■ **Task item**
Every line from the one holding "the gas burner" through the one holding "of the sliced" in the data below must be returned exactly, both ends included, with pictures left out and nothing else added.

-- Record extracts follows --

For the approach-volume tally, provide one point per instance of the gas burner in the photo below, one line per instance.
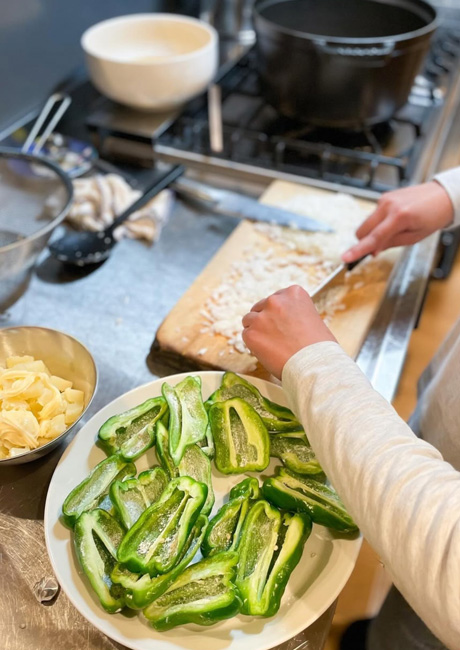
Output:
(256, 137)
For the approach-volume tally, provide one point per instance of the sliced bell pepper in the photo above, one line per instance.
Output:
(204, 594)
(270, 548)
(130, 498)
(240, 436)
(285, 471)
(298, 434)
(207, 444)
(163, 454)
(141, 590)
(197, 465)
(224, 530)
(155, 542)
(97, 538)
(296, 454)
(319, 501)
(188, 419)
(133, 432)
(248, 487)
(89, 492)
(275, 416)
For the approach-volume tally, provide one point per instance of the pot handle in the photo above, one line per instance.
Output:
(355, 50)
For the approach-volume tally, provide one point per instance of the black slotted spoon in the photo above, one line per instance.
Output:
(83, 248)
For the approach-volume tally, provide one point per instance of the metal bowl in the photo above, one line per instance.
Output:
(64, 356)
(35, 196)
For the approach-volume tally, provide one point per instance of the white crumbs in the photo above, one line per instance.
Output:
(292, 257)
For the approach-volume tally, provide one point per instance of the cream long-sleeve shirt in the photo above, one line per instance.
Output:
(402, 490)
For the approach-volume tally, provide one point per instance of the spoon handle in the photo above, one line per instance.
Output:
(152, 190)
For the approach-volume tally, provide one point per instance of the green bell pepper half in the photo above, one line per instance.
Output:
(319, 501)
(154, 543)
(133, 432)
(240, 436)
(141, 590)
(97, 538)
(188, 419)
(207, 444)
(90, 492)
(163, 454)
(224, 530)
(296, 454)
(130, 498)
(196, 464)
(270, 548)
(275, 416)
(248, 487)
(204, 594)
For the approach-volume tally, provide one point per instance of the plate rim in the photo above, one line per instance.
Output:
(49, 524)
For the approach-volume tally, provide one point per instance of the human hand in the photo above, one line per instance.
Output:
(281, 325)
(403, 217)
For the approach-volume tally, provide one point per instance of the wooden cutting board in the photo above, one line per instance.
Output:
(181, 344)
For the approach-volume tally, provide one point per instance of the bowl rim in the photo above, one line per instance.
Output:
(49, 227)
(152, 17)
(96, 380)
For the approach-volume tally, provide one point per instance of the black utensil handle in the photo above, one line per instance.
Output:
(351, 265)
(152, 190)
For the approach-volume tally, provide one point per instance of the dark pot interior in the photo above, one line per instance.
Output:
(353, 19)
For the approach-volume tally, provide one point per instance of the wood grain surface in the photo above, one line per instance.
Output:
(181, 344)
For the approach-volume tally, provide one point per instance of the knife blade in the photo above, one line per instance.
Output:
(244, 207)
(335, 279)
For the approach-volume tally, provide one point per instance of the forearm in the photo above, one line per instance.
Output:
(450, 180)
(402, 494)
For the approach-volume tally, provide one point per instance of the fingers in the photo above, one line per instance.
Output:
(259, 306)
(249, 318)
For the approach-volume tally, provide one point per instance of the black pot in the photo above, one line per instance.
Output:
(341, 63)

-- Record extracts concluded --
-- Record extracts follows --

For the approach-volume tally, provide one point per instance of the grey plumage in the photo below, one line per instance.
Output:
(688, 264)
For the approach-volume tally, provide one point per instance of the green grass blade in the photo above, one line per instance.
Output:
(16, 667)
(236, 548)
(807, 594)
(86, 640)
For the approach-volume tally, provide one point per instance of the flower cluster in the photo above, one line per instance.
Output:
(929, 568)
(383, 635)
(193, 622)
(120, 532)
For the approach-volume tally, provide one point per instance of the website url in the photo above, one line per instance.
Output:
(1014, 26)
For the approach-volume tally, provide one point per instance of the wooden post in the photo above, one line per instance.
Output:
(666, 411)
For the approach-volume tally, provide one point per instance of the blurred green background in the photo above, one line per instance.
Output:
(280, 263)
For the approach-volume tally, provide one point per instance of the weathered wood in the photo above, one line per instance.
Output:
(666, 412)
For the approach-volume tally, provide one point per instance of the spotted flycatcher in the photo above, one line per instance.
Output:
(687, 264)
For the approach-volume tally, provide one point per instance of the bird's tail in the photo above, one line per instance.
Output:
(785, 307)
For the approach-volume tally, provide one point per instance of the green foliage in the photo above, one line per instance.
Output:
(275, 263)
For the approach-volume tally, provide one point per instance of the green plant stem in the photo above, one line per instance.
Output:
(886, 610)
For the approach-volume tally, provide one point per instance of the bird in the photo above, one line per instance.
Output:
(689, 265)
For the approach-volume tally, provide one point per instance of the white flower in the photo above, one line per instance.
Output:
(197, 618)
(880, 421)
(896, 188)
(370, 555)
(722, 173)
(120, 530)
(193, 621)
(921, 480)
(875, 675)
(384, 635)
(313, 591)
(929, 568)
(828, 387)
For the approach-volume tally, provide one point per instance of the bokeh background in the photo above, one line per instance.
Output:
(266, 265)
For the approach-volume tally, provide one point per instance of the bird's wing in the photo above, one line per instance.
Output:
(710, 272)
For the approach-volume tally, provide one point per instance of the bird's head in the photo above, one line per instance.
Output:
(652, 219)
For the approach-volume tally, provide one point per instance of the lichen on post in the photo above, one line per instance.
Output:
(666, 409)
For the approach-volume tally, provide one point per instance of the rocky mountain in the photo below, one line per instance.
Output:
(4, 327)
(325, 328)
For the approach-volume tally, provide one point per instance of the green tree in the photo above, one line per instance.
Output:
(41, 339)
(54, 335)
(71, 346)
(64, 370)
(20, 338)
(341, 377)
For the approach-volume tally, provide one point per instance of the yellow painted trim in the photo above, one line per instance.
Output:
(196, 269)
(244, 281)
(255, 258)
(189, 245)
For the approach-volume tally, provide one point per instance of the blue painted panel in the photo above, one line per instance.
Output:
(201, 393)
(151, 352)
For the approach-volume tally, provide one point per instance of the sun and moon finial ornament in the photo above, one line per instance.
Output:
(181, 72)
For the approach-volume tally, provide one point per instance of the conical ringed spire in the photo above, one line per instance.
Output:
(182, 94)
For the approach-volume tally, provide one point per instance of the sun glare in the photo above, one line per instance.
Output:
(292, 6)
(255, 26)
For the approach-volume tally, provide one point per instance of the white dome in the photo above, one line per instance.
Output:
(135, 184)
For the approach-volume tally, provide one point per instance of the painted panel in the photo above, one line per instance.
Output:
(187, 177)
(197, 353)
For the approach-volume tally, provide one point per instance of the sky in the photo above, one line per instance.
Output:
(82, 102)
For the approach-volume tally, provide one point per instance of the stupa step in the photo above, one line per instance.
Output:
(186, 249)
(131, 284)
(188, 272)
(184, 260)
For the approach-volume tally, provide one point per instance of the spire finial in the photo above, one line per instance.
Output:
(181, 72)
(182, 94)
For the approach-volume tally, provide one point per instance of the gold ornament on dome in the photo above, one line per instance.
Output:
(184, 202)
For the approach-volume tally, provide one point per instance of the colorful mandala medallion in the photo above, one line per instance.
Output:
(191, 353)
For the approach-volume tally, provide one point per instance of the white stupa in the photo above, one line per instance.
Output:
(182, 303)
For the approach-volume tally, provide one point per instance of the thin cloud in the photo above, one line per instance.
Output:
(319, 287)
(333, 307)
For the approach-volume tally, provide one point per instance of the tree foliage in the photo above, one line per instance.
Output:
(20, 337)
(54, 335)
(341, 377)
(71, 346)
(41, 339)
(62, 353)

-- Record extracts concluded --
-- Record extracts follows --

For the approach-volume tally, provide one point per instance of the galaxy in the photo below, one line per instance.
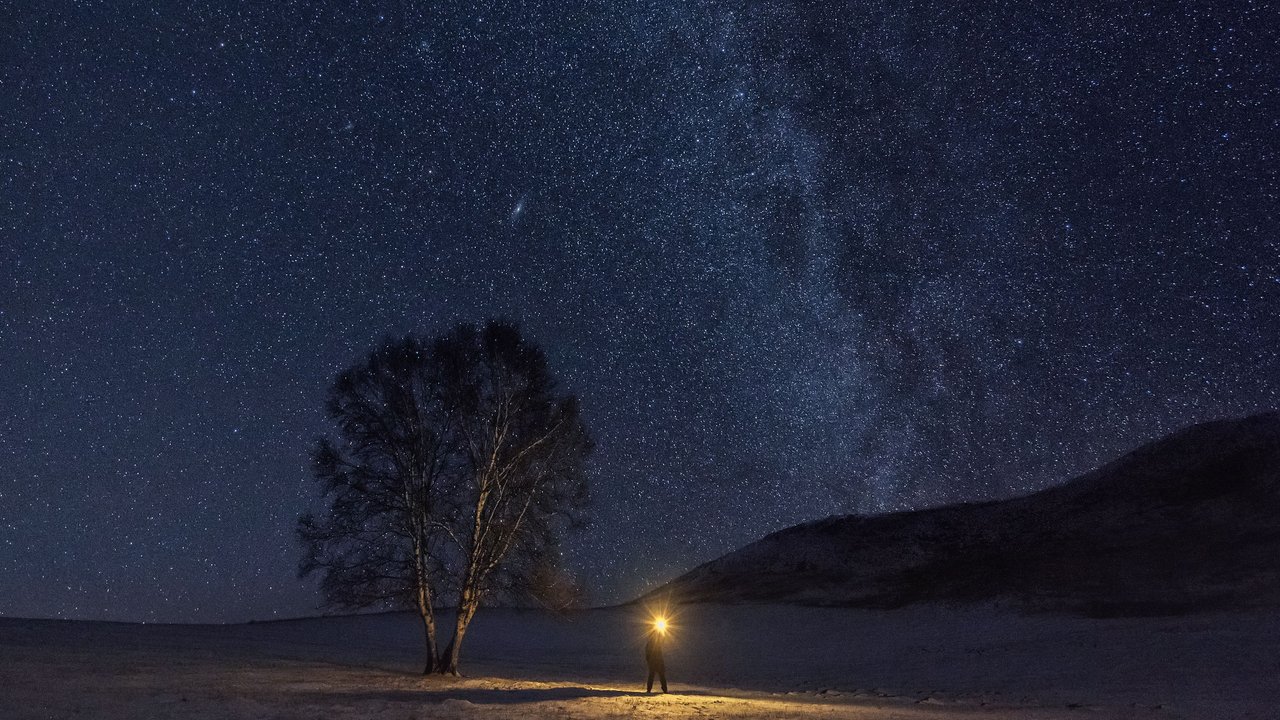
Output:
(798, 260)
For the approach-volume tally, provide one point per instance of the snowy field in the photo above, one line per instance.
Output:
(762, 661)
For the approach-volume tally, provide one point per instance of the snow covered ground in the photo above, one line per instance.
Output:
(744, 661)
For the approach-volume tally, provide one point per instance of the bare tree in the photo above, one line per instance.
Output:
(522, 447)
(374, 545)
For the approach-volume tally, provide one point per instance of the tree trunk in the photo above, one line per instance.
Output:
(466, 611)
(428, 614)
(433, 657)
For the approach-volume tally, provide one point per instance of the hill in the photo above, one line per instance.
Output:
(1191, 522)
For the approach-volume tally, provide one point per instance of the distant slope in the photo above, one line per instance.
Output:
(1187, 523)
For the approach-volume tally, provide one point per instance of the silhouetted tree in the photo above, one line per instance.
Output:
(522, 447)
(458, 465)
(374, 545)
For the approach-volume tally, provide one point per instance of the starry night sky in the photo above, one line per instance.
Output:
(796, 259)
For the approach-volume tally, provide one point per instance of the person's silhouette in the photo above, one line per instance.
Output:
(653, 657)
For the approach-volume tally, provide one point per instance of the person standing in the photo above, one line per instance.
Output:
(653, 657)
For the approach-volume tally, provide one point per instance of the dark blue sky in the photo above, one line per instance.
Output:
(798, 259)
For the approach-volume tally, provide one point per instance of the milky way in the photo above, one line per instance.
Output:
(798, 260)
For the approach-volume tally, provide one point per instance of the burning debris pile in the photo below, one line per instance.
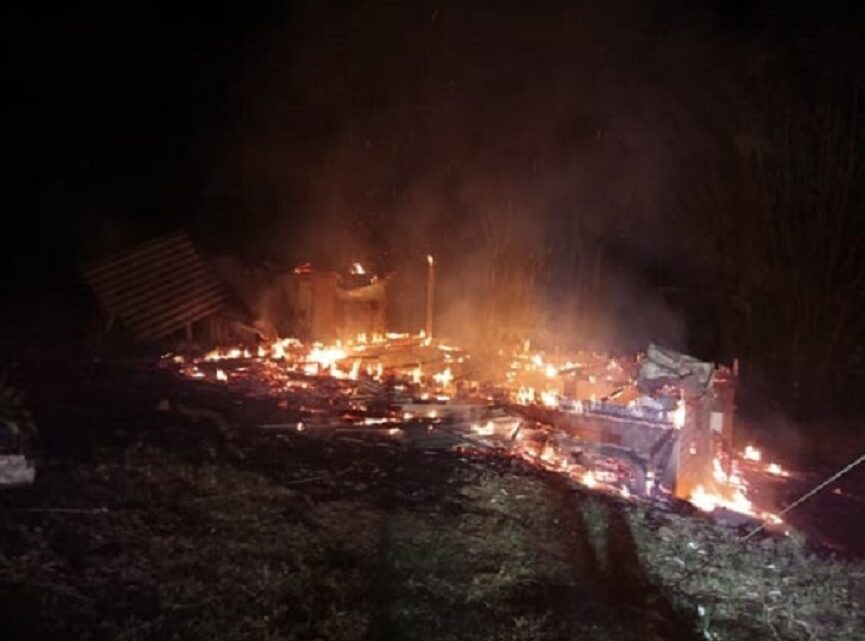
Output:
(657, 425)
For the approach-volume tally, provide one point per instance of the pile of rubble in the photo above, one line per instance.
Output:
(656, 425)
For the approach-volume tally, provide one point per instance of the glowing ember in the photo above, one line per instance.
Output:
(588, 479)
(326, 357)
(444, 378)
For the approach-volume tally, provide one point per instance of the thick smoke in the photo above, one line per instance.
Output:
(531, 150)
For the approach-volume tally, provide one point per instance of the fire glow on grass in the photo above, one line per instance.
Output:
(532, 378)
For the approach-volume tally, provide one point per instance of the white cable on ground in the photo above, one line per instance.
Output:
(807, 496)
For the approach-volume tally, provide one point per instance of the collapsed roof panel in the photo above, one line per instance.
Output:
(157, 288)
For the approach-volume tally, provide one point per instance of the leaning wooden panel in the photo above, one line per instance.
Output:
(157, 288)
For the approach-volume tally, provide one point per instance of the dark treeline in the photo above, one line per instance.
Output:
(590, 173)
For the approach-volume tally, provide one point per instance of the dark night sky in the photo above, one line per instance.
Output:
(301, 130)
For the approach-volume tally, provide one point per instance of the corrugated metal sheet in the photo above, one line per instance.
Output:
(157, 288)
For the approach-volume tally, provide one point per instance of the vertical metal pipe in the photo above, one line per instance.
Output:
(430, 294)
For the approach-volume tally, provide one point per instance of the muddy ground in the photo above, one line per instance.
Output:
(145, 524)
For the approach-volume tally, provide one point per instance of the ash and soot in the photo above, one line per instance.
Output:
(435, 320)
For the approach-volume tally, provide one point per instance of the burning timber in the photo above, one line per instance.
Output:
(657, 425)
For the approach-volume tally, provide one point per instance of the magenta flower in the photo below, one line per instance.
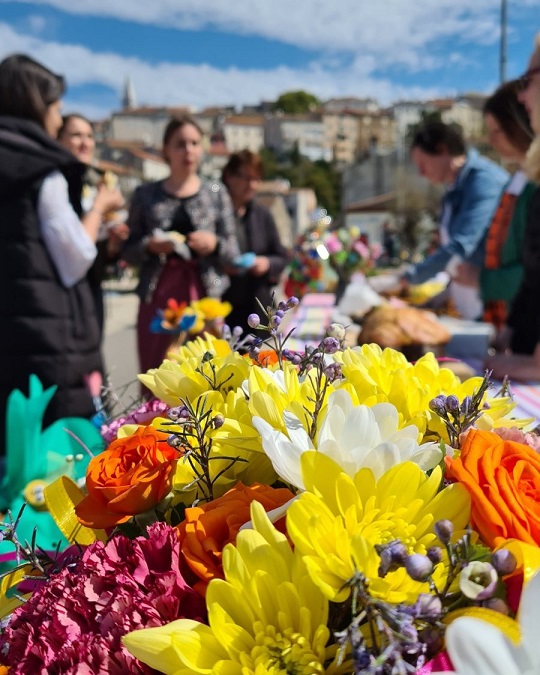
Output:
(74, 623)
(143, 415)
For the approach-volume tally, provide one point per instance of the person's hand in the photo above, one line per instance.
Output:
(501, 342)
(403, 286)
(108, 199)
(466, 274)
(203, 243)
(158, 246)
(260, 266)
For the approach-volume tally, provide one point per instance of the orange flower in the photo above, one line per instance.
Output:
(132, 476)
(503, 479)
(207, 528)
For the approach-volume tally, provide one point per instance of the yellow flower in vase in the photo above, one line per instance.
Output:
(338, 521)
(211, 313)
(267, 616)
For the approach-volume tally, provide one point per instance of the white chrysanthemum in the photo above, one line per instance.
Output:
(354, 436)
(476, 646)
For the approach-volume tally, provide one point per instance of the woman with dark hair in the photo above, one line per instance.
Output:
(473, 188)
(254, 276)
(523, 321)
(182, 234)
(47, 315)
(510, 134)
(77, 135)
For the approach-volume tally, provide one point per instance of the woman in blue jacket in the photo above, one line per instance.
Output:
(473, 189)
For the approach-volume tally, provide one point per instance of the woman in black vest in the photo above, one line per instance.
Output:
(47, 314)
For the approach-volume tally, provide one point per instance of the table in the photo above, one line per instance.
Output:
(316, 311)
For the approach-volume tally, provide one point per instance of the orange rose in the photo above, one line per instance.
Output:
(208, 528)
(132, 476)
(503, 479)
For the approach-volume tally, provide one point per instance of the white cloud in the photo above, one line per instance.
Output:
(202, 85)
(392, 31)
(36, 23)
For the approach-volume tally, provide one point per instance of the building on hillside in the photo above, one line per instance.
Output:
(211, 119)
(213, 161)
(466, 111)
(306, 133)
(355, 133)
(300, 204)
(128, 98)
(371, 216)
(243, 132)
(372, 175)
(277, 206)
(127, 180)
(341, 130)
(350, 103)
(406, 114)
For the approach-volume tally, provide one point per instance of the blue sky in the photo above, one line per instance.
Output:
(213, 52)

-- Record extracts concluded --

■ **Task response**
For the approach-volume tally, provide one point per instance of the gas burner in the photo below, one line per instance.
Output:
(256, 137)
For the approach-volume tally, provide one point per instance of the sliced bell pepper in the photo above, one line per instance.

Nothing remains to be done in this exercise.